>> Start Data for this task
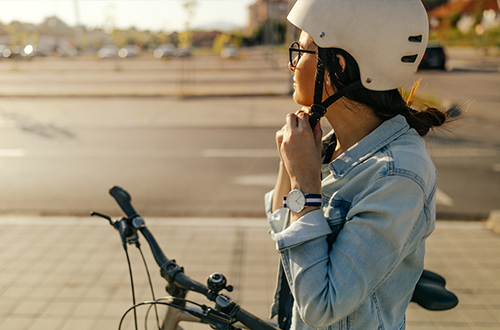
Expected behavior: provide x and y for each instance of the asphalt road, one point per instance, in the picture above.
(205, 156)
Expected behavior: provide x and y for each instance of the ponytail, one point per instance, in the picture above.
(385, 104)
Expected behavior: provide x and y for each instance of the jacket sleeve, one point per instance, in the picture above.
(329, 285)
(277, 219)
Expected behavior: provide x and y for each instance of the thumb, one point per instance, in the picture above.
(318, 134)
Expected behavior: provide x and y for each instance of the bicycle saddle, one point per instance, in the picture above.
(431, 294)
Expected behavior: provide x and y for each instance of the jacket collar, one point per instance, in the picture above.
(387, 132)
>> End Data for this task
> **Your instructions**
Go through all the entries above and rename every occurrence of "Expected behavior" to "Required action", keeping everything else unchanged. Omit the pictures from your output.

> **Correct answer**
Required action: provide x and y for each instance of the asphalt road, one point per instance, in the picture above.
(205, 156)
Required action: provide x and y for each instance of the ponytail, one point per instance, in the picture above.
(385, 104)
Required action: provide x and y for each instance of the jacket sleeve, one point per instance, in the picture above.
(329, 285)
(277, 219)
Required action: provide x and y for each instance of the thumb, one point per instance, in the picture above.
(318, 134)
Required action: provide x and y for each instance of the bicycle saddle, one point per instance, in the picture above.
(431, 294)
Required action: provide x and y for each instance of the jacket collar, one point per instance, in the picture above.
(387, 132)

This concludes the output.